● Job: Extract each line of the records below that contains the word "blue".

● Records supplied:
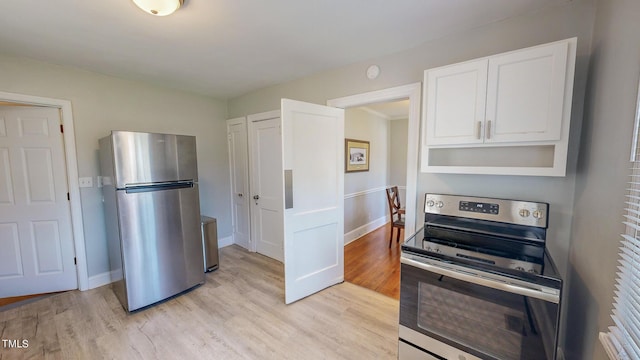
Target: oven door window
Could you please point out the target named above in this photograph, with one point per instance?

---

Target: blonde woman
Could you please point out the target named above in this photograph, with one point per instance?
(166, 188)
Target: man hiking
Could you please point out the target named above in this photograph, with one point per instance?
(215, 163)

==

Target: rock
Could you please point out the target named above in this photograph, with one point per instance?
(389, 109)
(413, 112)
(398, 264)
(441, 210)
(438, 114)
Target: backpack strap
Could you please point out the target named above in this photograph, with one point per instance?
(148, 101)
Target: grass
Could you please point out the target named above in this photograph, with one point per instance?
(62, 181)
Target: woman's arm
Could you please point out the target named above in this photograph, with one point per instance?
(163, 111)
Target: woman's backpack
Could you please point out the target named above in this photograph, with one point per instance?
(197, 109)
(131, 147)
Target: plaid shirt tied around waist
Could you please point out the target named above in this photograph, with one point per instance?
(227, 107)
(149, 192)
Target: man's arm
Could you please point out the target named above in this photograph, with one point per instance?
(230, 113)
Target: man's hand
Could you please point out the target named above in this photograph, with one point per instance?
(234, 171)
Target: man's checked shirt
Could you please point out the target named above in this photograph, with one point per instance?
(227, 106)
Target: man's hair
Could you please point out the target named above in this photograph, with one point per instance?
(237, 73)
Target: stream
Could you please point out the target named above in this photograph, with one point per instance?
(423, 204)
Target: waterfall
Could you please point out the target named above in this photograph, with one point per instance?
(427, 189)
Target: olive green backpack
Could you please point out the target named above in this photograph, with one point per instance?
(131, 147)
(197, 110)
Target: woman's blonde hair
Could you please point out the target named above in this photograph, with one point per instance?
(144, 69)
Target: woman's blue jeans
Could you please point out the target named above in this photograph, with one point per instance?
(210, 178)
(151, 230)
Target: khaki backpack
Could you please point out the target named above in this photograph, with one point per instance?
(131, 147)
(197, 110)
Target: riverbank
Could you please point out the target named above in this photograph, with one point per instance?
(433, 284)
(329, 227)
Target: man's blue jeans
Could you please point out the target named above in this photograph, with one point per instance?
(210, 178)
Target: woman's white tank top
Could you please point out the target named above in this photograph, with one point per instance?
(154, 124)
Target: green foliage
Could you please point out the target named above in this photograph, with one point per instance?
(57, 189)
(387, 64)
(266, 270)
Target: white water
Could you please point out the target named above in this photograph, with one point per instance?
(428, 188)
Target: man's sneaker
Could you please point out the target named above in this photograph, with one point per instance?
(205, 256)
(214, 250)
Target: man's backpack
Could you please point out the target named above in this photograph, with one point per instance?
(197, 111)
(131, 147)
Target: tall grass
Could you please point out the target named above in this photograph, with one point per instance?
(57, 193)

● Result for this task:
Target: woman's blue jeans
Target: man's blue jeans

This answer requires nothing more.